§ **DATASET RECORDS**
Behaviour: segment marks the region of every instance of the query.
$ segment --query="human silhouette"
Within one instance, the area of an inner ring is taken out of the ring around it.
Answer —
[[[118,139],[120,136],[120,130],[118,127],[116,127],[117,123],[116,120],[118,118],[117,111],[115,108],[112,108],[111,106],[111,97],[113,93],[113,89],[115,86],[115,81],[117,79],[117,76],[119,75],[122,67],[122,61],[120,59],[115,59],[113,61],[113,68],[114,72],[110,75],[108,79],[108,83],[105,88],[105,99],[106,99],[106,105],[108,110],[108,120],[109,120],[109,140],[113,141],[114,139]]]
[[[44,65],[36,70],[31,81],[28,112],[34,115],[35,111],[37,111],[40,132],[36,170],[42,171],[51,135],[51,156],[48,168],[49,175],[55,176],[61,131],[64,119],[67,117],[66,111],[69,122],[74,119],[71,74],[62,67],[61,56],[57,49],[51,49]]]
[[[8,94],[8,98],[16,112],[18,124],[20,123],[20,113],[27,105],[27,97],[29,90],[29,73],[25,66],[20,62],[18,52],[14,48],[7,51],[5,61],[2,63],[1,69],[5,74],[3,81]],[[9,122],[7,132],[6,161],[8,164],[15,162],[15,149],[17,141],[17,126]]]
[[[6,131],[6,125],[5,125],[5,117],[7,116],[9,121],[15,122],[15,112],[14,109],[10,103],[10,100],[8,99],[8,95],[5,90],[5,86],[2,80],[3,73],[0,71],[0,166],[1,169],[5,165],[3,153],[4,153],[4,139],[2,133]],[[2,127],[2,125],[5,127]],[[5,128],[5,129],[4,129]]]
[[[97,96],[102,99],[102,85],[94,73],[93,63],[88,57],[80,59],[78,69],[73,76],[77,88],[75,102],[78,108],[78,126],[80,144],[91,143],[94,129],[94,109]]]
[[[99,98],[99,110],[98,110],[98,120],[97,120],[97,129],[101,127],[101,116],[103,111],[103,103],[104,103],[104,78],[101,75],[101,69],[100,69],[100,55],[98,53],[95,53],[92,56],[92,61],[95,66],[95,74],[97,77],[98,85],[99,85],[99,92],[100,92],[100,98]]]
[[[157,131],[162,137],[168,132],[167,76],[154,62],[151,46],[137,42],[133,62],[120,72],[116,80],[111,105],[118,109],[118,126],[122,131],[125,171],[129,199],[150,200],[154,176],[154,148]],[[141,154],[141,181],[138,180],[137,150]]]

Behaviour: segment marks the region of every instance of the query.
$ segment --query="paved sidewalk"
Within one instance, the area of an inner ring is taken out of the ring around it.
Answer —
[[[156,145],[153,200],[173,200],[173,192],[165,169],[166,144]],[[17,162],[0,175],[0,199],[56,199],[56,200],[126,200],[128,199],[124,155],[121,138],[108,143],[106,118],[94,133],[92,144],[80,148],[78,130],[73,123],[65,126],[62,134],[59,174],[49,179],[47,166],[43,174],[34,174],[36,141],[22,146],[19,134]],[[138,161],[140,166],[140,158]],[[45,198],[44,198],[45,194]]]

§ **REQUEST**
Pull out every line of the material above that contains the string "query", treating uppercase and lowercase as different.

§ **TASK RESULT**
Behaviour: segment marks the region of every instance of the query.
$ segment --query="human silhouette"
Behaviour: segment marks the region of every instance of the query.
$ segment --query="paved sidewalk"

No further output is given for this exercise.